EXERCISE REQUIREMENTS ▸ In the biography of Katrin Albsteiger, begin at the words "Following her graduation, Albsteiger" and stop after "utility company (SWU).", writing out that passage again and substituting "press officer" for "spokesperson".

Katrin Albsteiger (née Poleschner, born 20 November 1983) is a German politician from the Christian Social Union of Bavaria.

==Education and early career==
Albsteiger studied political science at the University of Augsburg and the University of Adelaide between 2003 and 2008.

Following her graduation, Albsteiger worked at the CSU headquarters in Munich from 2009 until 2010, before moving on to a corporate communications role at German energy company E.ON. Between 2011 and 2013, she worked as a spokesperson for the Stadtwerke Ulm/Neu-Ulm utility company (SWU).

==Political career==
Between the 2013 and the 2017 federal elections, Albsteiger served as member of the German Bundestag representing Bavaria.

In parliament, Albsteiger served on the Committee on European Affairs and on the Committee on Education, Research and Technology Assessment. She was her parliamentary group's rapporteur on youth unemployment and gender equality as well as on Greece, Cyprus and Austria.

DATASET CONTENT ▸
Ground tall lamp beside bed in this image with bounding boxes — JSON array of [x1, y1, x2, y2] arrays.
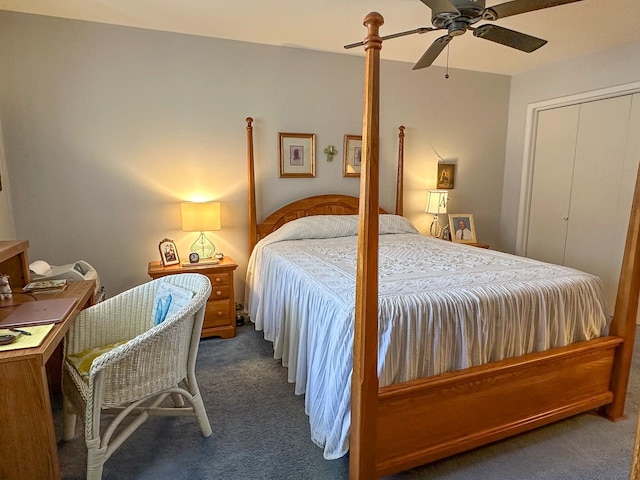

SOLUTION TO THE EXERCISE ▸
Following her graduation, Albsteiger worked at the CSU headquarters in Munich from 2009 until 2010, before moving on to a corporate communications role at German energy company E.ON. Between 2011 and 2013, she worked as a press officer for the Stadtwerke Ulm/Neu-Ulm utility company (SWU).